**WHAT TO PRODUCE:**
Below is a set of records. Repeat all of them exactly.

** START **

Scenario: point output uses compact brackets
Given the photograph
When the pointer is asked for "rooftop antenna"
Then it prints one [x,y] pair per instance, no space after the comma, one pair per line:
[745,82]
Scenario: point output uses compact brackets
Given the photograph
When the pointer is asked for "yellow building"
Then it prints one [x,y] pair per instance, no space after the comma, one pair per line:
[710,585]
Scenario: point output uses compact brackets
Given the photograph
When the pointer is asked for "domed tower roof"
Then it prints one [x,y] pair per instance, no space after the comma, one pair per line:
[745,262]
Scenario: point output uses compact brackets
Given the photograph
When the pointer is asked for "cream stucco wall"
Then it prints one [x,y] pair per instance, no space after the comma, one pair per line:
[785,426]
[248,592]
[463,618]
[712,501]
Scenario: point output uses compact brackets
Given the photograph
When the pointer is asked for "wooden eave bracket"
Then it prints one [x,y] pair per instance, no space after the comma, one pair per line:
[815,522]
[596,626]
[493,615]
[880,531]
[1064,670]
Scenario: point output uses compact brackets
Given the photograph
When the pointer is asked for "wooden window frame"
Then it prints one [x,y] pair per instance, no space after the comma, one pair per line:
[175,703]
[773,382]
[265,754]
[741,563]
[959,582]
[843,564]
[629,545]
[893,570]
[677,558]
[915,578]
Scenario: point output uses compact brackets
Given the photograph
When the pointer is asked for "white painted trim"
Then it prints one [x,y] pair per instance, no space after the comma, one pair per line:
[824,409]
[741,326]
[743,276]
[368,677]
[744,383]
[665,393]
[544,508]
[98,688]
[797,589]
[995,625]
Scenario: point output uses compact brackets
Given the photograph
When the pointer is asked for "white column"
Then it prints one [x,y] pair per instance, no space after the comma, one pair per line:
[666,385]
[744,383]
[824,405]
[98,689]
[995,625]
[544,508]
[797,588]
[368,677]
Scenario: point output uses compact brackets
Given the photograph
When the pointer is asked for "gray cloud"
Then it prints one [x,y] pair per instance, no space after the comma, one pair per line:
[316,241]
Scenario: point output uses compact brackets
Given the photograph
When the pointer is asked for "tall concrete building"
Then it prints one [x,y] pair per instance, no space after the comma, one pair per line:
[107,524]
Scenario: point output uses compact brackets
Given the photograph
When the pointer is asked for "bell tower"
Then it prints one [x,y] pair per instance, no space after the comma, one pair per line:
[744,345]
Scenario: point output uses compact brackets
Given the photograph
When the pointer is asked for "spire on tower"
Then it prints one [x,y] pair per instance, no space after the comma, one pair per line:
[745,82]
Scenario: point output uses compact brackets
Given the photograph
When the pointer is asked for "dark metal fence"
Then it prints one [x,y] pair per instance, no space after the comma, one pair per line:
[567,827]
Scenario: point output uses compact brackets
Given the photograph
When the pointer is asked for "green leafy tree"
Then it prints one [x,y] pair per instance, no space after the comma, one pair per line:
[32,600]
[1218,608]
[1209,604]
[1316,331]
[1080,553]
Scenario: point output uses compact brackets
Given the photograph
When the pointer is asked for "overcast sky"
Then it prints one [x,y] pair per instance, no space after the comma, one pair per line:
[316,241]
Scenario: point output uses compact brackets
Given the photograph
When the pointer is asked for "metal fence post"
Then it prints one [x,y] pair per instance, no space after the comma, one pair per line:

** END **

**THE REPLY:**
Scenario: point output uses compact brackets
Given the photograph
When the pointer is asked for "rooftop antenna"
Then it prints one [x,y] pair per instance, no space after the comma, one pair per line:
[745,82]
Scenario: point output uses compact brackets
Given the photograph
When the pointer is asked for "yellow building"
Then it prints one [x,y] pair per instance, no space after the comma, one pair per line:
[710,585]
Scenario: point output uses compact brackets
Given the photograph
When the pointer is asked for "domed tower roof"
Then it prints one [x,y] pair per instance, no space after the comma, one pair per line:
[745,262]
Scenario: point output uses compact brackets
Given the photograph
When the pointer is asked for "cream stucco wall"
Then it prints one [x,y] pair per instance, no space after the comma, one pair per line:
[785,426]
[248,592]
[463,618]
[712,501]
Scenario: point output uses compact brackets
Given the photograph
When the pointer is asked for "wooden eave bracket"
Then it prints one [x,y] pair per instance, no space after the comma, one pair per line:
[815,522]
[596,626]
[493,615]
[880,531]
[1064,670]
Scenario: point output uses compact brackets
Given the photograph
When the pointer is asked for "wooden window frame"
Then it prints one [x,y] pair per instance, no space after the comma, one pair per line:
[175,703]
[773,382]
[265,754]
[741,563]
[959,582]
[843,564]
[629,545]
[893,570]
[677,558]
[915,578]
Scenario: point output uses compact brackets
Given the photograph
When the pointer is asked for "white painted trim"
Then it prints one [x,y] pair per instance, no space after the comma, one pair per line:
[824,409]
[741,326]
[743,276]
[368,677]
[744,383]
[665,393]
[544,508]
[98,688]
[797,589]
[995,625]
Scenario: point output uses compact brackets
Given the photograph
When the pointer is asked for "white column"
Then it prints one [x,y] pair per instance, no space after the comma, one pair per line:
[666,385]
[744,383]
[824,405]
[98,689]
[995,625]
[544,508]
[797,588]
[368,677]
Scenario: point output uses compact brackets
Given the photograph
When the pointer is asked for "gray cloud"
Then it prints one [x,y] pair per instance, no space after the comma, one pair per line:
[316,241]
Scenario: point output uses compact brackets
Given the photograph
When the pointer is asked for "tall concrete building"
Then it prints one [x,y] pair per instance, no space after the comma, one pair per line:
[107,524]
Scenario: point output uses compact brackets
Given the photograph
When the pointer is asked for "bell tower"
Then it prints one [x,y] pair per instance, no space after the comma, one pair per line:
[744,345]
Scenario: point output uses compact brackets
Given the photograph
When the pointer is asked for "spire on tower"
Then it prints one [x,y] pair per instance, no space after the comma, one pair per line:
[745,82]
Scenario: point output uses compact brackets
Given the photograph
When the pointer is asked for "dark metal fence"
Then it prints one [x,y] pair per instance, no space after the comma, one pair per line:
[567,827]
Scenario: point output uses compact brackets
Given the photograph
When the pointer is asked for "green leafy tree"
Then it prints one [x,y] pair per instance, no space after the comma, one pair per line:
[32,600]
[1218,608]
[1209,604]
[1316,331]
[1080,553]
Scenario: point output uses compact brackets
Given the photograph
When the pointer is asked for "overcast sky"
Then it prints one [x,y] pair per instance, no space after the comma, one pair per line:
[316,241]
Scenario: point output uses compact brackets
Given the photograph
When the pointer is asked for "metal fence post"
Then it prints one [x,y] pair per instance, no space after the comma, one pair per line:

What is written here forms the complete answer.